_Challenge_. Render every line of the rows below as a Markdown table with the columns Line No. and Entry, skipping blank lines and leaving out the pictures.

_Records supplied_.
########################################

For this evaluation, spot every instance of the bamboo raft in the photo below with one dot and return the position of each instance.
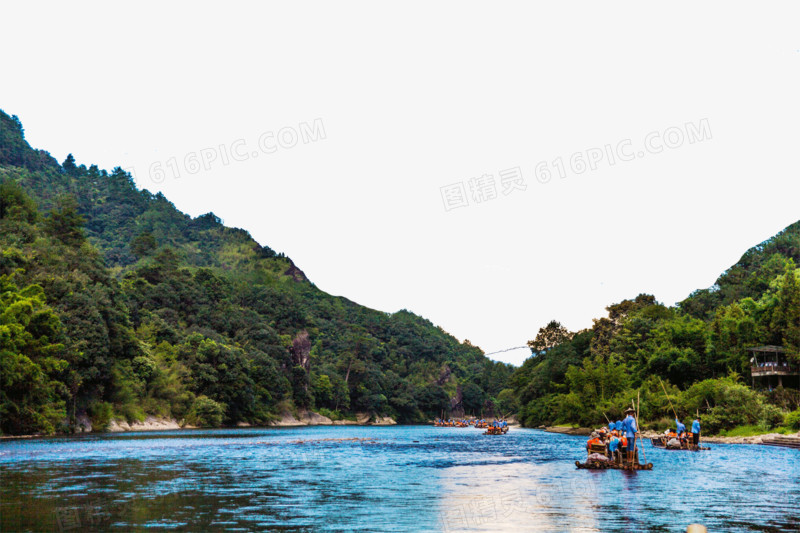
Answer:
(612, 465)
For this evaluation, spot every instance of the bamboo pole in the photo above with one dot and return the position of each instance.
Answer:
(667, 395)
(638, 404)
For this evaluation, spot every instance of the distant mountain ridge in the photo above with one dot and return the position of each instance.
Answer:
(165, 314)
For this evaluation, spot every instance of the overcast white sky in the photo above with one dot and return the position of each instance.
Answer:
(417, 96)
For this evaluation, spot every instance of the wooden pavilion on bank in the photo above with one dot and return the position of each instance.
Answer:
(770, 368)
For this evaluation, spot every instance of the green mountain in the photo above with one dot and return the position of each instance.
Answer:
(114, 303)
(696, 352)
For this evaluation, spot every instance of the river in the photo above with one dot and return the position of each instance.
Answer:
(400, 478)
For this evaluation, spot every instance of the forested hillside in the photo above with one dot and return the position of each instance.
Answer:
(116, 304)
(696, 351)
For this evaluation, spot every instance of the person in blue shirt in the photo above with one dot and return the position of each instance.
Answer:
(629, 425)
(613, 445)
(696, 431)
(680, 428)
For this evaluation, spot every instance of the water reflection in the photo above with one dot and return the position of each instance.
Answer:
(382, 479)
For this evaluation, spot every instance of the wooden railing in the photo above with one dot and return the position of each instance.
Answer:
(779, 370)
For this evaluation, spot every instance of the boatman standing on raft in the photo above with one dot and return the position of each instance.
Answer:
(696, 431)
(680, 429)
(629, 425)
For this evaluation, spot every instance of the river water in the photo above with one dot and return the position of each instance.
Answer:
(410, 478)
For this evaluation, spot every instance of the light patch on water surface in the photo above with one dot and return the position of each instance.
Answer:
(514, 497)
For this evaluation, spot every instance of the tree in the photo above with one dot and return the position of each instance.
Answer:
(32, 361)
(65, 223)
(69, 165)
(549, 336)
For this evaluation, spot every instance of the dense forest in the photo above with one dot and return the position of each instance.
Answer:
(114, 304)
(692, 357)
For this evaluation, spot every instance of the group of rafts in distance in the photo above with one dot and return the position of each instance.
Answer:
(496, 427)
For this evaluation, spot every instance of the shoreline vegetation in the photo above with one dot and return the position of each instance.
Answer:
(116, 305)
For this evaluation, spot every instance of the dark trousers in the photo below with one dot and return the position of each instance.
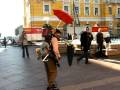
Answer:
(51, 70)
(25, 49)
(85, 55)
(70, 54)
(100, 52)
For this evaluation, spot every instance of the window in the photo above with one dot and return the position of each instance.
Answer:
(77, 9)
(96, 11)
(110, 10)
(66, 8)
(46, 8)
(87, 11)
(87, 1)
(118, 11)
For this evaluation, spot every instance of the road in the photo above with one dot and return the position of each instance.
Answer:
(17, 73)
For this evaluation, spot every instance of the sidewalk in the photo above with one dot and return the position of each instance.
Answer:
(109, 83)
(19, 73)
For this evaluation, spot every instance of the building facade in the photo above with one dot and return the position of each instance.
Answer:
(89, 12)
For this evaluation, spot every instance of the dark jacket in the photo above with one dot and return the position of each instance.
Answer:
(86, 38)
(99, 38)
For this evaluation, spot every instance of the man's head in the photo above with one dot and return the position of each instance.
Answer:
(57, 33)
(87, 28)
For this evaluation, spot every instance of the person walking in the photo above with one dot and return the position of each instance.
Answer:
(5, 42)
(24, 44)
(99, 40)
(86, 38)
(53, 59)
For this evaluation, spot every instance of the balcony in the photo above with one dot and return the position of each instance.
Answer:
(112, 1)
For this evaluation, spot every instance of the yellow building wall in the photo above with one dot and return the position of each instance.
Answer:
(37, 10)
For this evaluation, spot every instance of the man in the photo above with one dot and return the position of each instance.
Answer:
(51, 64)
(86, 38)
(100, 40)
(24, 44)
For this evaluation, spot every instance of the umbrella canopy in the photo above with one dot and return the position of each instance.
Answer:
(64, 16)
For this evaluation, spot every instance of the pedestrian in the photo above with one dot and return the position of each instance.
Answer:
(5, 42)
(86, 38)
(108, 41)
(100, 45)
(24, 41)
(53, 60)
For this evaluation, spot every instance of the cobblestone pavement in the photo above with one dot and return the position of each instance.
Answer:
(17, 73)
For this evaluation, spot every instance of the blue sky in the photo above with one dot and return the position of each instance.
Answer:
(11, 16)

########################################

_Full solution_.
| Line No. | Entry |
|---|---|
| 1 | For this evaluation, spot every instance of the bamboo raft in the photo below with one dot and return the position of each instance. |
| 2 | Answer: |
| 3 | (612, 465) |
| 4 | For this evaluation, spot every instance of the bamboo pole in the photo above with one dot and return the position of each instance. |
| 5 | Answer: |
| 6 | (667, 395) |
| 7 | (638, 404) |
| 8 | For this evaluation, spot every instance of the distant mountain ridge in the photo above with one dot and return the position of each instance. |
| 9 | Answer: |
| 10 | (165, 314) |
| 11 | For this evaluation, spot every instance of the overcast white sky in the photo above with one dot and return the position of each instance. |
| 12 | Answer: |
| 13 | (417, 96) |
| 14 | For this evaluation, spot every instance of the wooden pavilion on bank in the photo above with one dot and return the position of each instance. |
| 15 | Answer: |
| 16 | (770, 368) |
| 17 | For this evaluation, spot every instance of the green mountain in the photo above with one dot and return the position of each instance. |
| 18 | Answer: |
| 19 | (114, 303) |
| 20 | (696, 352) |
| 21 | For this evaluation, spot every instance of the river in the photo above with one dot and return the position of each instance. |
| 22 | Answer: |
| 23 | (400, 478) |
| 24 | For this evaluation, spot every instance of the forested hillside in the photo above with one dot and return the position of each instance. |
| 25 | Answer: |
| 26 | (116, 304) |
| 27 | (696, 351) |
| 28 | For this evaluation, spot every instance of the person in blue shirt in the photo above with one dot and return the position of each instance. |
| 29 | Answer: |
| 30 | (629, 425) |
| 31 | (613, 445) |
| 32 | (696, 431) |
| 33 | (680, 428) |
| 34 | For this evaluation, spot every instance of the water reflection in the photo above with one dot and return the position of each instance. |
| 35 | Answer: |
| 36 | (382, 479) |
| 37 | For this evaluation, spot every instance of the wooden railing in the photo above with one dot and return the position of each instance. |
| 38 | Answer: |
| 39 | (779, 370) |
| 40 | For this evaluation, spot every instance of the boatman standing on raft in the photo above with one dot and return the position of each instance. |
| 41 | Answer: |
| 42 | (696, 431) |
| 43 | (680, 429) |
| 44 | (629, 425) |
| 45 | For this evaluation, spot every instance of the river water in the photo above with one dot and return the position of each instance. |
| 46 | Answer: |
| 47 | (410, 478) |
| 48 | For this evaluation, spot every instance of the light patch on water surface in the photo above with one dot and return the position of each instance. |
| 49 | Answer: |
| 50 | (514, 497) |
| 51 | For this evaluation, spot every instance of the tree in the photo above with one dot and return the position of each instance. |
| 52 | Answer: |
| 53 | (32, 361) |
| 54 | (65, 223) |
| 55 | (69, 165) |
| 56 | (549, 336) |
| 57 | For this evaluation, spot every instance of the dense forest in the photo above with one dot and return the position of each instance. |
| 58 | Answer: |
| 59 | (114, 304) |
| 60 | (692, 357) |
| 61 | For this evaluation, spot every instance of the group of rafts in distance in the photo above with one dot and return the position of each instance. |
| 62 | Answer: |
| 63 | (496, 427) |
| 64 | For this evaluation, spot every instance of the shoreline vegetation in the photo above with one dot and return the position of each instance. |
| 65 | Answer: |
| 66 | (116, 305) |
| 67 | For this evaluation, spot every instance of the dark trousers in the photo below with one dot and return the position of each instance. |
| 68 | Answer: |
| 69 | (51, 70) |
| 70 | (25, 49) |
| 71 | (85, 55) |
| 72 | (70, 54) |
| 73 | (100, 52) |
| 74 | For this evaluation, spot every instance of the window in the photo above with one dot and return the position of each instance. |
| 75 | Answer: |
| 76 | (77, 9) |
| 77 | (96, 11) |
| 78 | (110, 10) |
| 79 | (66, 8) |
| 80 | (46, 8) |
| 81 | (87, 11) |
| 82 | (87, 1) |
| 83 | (118, 11) |
| 84 | For this evaluation, spot every instance of the road in the photo above with one dot and return the position of each instance. |
| 85 | Answer: |
| 86 | (17, 73) |
| 87 | For this evaluation, spot every instance of the sidewalk in the photo above with one dot and return the position of each instance. |
| 88 | Answer: |
| 89 | (109, 83) |
| 90 | (19, 73) |
| 91 | For this evaluation, spot every instance of the building facade in the photo above with one dot and return the position of each instance. |
| 92 | Answer: |
| 93 | (89, 12) |
| 94 | For this evaluation, spot every instance of the dark jacket in the photo above with one dot and return the position of each instance. |
| 95 | Answer: |
| 96 | (86, 38) |
| 97 | (99, 38) |
| 98 | For this evaluation, spot every instance of the man's head in the photo above with one dot and return the position of each instance. |
| 99 | Answer: |
| 100 | (57, 33) |
| 101 | (87, 28) |
| 102 | For this evaluation, spot every instance of the person walking in the photo above with one dot and return the position of each instance. |
| 103 | Answer: |
| 104 | (5, 42) |
| 105 | (24, 44) |
| 106 | (99, 40) |
| 107 | (86, 38) |
| 108 | (53, 59) |
| 109 | For this evaluation, spot every instance of the balcony in the photo above with one dot and return the position of each instance. |
| 110 | Answer: |
| 111 | (112, 1) |
| 112 | For this evaluation, spot every instance of the yellow building wall in the photo above with one dot and return the position of each instance. |
| 113 | Answer: |
| 114 | (37, 10) |
| 115 | For this evaluation, spot every instance of the man in the photo above with one dot and return the position of each instance. |
| 116 | Answer: |
| 117 | (51, 64) |
| 118 | (86, 38) |
| 119 | (100, 40) |
| 120 | (24, 44) |
| 121 | For this evaluation, spot every instance of the umbrella canopy in the photo above with one dot and return the position of each instance. |
| 122 | Answer: |
| 123 | (64, 16) |
| 124 | For this evaluation, spot every instance of the pedestrian in the photo above with one dot and return the position of each instance. |
| 125 | Answer: |
| 126 | (5, 42) |
| 127 | (86, 38) |
| 128 | (108, 41) |
| 129 | (100, 45) |
| 130 | (24, 41) |
| 131 | (53, 60) |
| 132 | For this evaluation, spot every instance of the cobblestone pavement in the photo above with one dot and return the position of each instance. |
| 133 | Answer: |
| 134 | (17, 73) |
| 135 | For this evaluation, spot every instance of the blue sky in the photo above with one dot and return the position of each instance. |
| 136 | Answer: |
| 137 | (11, 16) |